§ TASK DIRECTIONS: Find the lines in these entries that include the word "truck" and state how many there are, with no other words.

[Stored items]
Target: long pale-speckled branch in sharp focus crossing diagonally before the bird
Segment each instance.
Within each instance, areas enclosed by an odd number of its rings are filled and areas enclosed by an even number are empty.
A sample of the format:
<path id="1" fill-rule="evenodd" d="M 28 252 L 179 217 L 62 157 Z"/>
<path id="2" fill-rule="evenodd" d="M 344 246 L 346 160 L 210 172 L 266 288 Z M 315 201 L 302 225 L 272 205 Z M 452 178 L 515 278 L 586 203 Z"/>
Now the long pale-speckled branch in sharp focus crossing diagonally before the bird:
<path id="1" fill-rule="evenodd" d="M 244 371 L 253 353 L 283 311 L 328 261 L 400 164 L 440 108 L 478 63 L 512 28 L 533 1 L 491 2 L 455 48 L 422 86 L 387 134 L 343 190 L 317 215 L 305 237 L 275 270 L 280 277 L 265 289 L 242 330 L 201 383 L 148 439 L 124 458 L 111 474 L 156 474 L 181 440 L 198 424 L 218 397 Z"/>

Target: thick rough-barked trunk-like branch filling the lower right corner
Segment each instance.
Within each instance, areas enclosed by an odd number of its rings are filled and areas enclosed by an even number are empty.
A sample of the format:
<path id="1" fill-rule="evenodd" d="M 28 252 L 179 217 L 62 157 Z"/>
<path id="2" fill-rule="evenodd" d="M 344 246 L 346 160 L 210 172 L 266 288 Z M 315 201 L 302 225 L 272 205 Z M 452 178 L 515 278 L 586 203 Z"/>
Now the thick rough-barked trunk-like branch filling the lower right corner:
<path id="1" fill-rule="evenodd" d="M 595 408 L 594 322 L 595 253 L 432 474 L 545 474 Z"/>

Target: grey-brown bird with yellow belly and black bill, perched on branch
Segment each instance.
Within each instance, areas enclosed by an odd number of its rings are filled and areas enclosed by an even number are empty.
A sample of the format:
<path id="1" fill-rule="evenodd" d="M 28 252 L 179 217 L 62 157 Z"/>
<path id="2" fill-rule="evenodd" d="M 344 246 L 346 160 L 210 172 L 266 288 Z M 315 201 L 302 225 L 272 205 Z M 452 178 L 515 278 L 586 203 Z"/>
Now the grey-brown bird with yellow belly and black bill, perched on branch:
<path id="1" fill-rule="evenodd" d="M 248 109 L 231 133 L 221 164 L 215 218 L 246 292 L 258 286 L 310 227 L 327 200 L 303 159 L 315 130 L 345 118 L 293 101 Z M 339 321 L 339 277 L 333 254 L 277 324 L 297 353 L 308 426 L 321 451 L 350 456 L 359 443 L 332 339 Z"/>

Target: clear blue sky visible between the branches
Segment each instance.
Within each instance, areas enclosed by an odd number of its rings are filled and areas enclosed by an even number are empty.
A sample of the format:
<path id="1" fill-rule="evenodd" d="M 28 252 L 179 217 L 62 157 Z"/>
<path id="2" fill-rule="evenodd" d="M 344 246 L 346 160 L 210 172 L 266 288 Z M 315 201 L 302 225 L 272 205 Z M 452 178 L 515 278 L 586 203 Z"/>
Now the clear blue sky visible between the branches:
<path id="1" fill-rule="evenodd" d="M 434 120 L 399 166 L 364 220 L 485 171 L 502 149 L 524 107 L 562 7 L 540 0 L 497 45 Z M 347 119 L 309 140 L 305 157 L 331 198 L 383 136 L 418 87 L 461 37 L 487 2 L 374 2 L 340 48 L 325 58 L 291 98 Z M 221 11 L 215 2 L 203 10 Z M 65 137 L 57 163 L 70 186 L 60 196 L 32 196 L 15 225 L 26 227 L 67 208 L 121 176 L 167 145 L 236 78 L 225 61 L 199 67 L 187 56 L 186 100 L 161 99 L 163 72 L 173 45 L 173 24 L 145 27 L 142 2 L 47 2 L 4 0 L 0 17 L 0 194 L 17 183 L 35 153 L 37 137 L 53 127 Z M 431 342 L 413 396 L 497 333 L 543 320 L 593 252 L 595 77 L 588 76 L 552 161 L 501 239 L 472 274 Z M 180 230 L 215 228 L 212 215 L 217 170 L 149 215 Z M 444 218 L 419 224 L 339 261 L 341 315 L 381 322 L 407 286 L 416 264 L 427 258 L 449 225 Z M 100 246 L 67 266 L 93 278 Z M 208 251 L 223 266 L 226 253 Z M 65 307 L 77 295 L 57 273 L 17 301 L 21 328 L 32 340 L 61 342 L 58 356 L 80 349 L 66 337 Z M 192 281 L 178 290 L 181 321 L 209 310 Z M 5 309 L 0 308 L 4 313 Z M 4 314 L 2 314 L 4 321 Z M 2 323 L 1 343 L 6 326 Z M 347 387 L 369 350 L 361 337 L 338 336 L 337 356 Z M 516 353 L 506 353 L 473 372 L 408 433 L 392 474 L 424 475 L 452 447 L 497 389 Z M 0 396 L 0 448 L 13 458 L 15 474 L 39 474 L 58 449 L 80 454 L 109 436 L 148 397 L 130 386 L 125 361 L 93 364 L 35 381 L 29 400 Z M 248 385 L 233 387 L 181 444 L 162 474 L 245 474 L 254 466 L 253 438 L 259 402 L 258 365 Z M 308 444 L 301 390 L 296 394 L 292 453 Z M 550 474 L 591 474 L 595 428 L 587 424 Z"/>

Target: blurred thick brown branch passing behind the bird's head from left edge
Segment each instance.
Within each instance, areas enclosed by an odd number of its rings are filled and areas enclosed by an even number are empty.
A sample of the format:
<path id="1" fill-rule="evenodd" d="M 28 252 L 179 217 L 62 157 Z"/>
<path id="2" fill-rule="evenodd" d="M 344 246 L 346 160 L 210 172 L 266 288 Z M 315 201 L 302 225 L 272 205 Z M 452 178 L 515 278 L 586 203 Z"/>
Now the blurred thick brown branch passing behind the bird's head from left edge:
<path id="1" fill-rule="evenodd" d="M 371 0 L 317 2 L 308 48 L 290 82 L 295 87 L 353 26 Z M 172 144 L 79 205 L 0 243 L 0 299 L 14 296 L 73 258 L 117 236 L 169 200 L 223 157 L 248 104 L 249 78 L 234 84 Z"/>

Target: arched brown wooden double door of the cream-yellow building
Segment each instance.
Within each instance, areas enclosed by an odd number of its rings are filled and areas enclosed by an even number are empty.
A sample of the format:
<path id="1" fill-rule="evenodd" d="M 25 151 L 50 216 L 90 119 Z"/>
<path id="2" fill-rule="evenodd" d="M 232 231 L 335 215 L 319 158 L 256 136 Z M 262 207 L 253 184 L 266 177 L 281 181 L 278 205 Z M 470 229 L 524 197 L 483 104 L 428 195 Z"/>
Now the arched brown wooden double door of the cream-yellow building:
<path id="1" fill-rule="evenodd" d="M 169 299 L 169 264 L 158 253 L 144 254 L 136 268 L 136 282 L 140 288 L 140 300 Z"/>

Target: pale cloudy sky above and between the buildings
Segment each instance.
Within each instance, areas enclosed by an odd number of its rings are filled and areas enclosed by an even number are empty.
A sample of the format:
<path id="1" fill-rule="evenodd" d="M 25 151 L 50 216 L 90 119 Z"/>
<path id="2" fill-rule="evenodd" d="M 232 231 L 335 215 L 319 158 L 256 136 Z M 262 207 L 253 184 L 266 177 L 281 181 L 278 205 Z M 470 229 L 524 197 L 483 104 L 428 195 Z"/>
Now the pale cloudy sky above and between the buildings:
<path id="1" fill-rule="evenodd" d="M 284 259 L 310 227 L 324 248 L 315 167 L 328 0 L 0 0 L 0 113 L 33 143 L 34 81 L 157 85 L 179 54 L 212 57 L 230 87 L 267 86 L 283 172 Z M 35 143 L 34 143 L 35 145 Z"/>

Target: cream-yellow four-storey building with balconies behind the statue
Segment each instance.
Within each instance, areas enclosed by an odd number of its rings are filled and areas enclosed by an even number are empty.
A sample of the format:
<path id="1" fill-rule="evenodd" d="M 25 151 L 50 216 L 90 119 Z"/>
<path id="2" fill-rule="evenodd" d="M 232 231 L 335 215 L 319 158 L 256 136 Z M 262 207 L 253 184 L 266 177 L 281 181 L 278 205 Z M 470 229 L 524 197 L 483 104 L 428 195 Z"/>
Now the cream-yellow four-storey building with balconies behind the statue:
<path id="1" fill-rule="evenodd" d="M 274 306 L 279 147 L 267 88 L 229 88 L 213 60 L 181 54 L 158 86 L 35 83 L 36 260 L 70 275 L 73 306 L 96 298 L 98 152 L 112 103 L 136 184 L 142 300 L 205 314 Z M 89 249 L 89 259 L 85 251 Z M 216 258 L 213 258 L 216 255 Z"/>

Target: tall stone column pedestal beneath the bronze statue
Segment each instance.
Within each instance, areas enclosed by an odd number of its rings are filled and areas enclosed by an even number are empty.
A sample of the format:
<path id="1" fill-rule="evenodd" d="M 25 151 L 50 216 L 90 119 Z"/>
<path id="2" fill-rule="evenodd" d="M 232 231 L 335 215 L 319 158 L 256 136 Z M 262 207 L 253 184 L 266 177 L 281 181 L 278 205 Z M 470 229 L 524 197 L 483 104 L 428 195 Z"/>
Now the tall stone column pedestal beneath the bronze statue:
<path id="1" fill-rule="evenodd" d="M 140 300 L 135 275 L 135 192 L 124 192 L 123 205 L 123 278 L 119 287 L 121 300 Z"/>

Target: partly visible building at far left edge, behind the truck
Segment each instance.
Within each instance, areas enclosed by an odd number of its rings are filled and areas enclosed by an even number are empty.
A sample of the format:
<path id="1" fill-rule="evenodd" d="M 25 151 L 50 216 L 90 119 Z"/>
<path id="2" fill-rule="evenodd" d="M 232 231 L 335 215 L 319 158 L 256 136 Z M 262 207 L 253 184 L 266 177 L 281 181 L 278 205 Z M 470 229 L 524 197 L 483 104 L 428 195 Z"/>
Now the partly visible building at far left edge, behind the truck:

§ RESPONSE BELOW: 2